• _INFORMATION GIVEN_:

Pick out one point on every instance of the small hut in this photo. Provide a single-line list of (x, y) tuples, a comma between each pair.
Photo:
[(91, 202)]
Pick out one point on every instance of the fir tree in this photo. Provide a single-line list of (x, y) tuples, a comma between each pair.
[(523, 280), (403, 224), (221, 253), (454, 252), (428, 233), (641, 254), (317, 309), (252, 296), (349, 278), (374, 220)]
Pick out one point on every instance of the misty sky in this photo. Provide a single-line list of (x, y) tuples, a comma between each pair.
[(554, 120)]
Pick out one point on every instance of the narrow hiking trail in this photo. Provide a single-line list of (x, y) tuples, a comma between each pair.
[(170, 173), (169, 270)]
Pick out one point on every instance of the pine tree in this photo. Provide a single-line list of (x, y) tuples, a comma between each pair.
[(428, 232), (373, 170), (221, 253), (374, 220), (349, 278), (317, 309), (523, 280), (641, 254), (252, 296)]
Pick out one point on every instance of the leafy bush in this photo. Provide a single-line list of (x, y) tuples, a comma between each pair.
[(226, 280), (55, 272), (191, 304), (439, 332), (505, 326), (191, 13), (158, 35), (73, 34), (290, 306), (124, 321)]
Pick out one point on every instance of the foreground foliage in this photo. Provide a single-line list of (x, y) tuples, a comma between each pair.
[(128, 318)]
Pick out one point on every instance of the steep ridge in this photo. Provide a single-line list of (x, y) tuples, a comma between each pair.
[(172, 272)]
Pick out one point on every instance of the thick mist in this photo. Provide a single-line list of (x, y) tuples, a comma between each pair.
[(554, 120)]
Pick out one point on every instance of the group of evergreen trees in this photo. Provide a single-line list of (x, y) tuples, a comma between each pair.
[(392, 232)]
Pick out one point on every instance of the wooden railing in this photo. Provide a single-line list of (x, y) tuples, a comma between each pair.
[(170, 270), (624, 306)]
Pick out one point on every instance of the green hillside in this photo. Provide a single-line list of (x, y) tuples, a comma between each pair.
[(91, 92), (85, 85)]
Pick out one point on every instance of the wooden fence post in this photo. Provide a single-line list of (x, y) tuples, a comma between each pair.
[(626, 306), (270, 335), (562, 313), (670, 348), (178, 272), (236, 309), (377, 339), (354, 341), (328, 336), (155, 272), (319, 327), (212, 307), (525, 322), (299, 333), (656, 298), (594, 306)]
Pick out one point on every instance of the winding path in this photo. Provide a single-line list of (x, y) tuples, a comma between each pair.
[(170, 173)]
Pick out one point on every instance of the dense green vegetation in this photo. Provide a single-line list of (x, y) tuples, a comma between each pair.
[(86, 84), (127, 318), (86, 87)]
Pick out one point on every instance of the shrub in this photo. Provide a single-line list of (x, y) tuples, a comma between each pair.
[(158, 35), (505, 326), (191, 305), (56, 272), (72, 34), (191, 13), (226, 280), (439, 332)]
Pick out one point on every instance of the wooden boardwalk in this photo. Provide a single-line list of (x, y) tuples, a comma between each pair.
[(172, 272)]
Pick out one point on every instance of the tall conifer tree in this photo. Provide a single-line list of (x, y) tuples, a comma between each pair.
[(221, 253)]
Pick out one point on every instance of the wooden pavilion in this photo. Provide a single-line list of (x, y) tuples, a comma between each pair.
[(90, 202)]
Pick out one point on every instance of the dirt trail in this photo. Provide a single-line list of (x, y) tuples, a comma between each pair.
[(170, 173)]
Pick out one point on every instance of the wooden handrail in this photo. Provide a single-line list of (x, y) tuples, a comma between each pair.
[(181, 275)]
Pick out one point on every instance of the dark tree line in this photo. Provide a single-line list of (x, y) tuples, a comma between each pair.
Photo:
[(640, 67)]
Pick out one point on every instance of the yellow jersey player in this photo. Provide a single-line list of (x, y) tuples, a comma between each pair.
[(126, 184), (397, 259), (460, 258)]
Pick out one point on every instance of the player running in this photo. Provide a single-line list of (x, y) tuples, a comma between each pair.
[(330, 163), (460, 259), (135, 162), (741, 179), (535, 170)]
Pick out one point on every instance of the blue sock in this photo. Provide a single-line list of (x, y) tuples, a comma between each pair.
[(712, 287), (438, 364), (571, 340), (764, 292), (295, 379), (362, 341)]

• _EXERCISE GOAL_: Return the listing above in its exact form.

• _EXERCISE OUTPUT_:
Pick out one point on every instance of the small hut in this photo. Provide a single-line list of (x, y) tuples, a comma between each pair.
Photo:
[(91, 202)]
Pick out one point on every instance of the fir tree in this photo. Provide a single-line list of (x, y) tuples, a comma between each pair.
[(523, 280), (403, 224), (221, 253), (454, 252), (428, 233), (641, 254), (317, 309), (252, 296), (349, 278), (374, 220)]
Pick out one point on every instance of the misty sky in this photo. Provide a single-line list of (x, y) tuples, a comma between each pair.
[(554, 120)]
Pick out one point on every instance of the narrow hiking trail in this photo. Provide a single-line list of (x, y) tuples, a comma between each pair.
[(170, 173), (169, 270)]
Pick out one point on every instance of the pine tree in this photo. Provide a single-line list of (x, y) tuples, a comma between each pair.
[(428, 232), (373, 170), (221, 253), (374, 220), (349, 278), (317, 309), (523, 280), (641, 254), (252, 296)]
Pick out one point on every instance of the leafy bush in this photo. Provide a single-line list of (x, y) tuples, a comma between each pair.
[(226, 280), (55, 272), (191, 304), (439, 332), (505, 326), (191, 13), (158, 35), (73, 34), (290, 306), (124, 321)]
Pick out one point on every instance of the foreground foliage in this photo. Provide a single-line list of (x, y) tuples, a comma between each pair.
[(128, 318)]
Pick out one point on every instance of the steep ridge in this photo. Provide a single-line list of (x, y) tuples, a comma between each pair.
[(172, 272)]
Pick out one point on every instance of the thick mist in this photo. Provide a single-line list of (x, y) tuples, a comma between each pair.
[(554, 120)]
Pick out one point on every instance of the group of evergreen trees in this photo. Provide a single-line list of (x, y) tuples, a comma between each pair.
[(392, 232)]
Pick out one point on every instance of the wooden railing in this photo. Provide a single-line list of (x, y) tuples, a comma between each pair.
[(170, 270), (624, 306)]
Pick out one point on every instance of the green hillside in this photo. Provide a single-line list of (x, y) tuples, a comma between each pair.
[(91, 92), (85, 85)]
Pick out one point on every instance of the wooden fence post in this photo. Provide a single-line list of (x, y) tuples, a comma between each pair.
[(626, 306), (270, 335), (562, 313), (670, 348), (178, 272), (236, 309), (377, 339), (354, 341), (328, 336), (155, 272), (319, 327), (212, 307), (525, 322), (299, 333), (656, 298), (594, 306)]
Pick out one point on every instance of the winding path in this photo. Provide a single-line list of (x, y) tuples, a comma between each pair.
[(170, 173)]
Pick out one point on every instance of the dense green vegetation in this photo. Provide a single-line list of (x, y) tuples, a comma between each pair.
[(86, 84), (127, 318), (86, 87)]
Pick out one point on every instance of the shrub in this photo. Provide a single-line list of (x, y) tuples, a comma between each pair.
[(158, 35), (505, 326), (191, 305), (56, 272), (72, 34), (191, 13), (226, 280), (439, 332)]
Pick out one point on every instance of the wooden boardwalk in this photo. Provide a single-line list of (x, y) tuples, a comma between each pair.
[(172, 272)]
Pick out one point on every instance of the tall conifer tree in this photo. Provide a single-line list of (x, y) tuples, a comma between each pair.
[(221, 253)]
Pick out one point on every instance of the wooden pavilion in this photo. Provide a single-line list of (x, y) tuples, a comma between each pair.
[(90, 202)]
Pick out one point on every instance of the dirt trail in this photo. Provide a single-line list of (x, y) tuples, a comma between each pair.
[(170, 173)]
Pick out one point on every instance of the wooden handrail in this photo. Provide a single-line list of (x, y) tuples, a comma between each pair.
[(181, 275)]
Pick out one point on every instance of the dark tree line in this photo. Provide a single-line list of (x, y) tuples, a comma between each pair.
Photo:
[(640, 67)]
Pick out one point on every instance of the yellow jersey player in this photo. Provide a single-line list of (x, y) tuples, a comma between each pair.
[(126, 184), (397, 259), (460, 258)]
Pick out one point on every instance of the player running in this photo. Provide a single-line list of (x, y) tuples, a comma between each pair.
[(330, 163), (460, 259), (135, 162), (741, 179), (535, 170)]
Pick out one point on every instance of the blue sock in this photo. Provide a single-line list of (x, y) tuples, a comma between each pair.
[(712, 287), (438, 364), (571, 340), (764, 292), (295, 379), (362, 341)]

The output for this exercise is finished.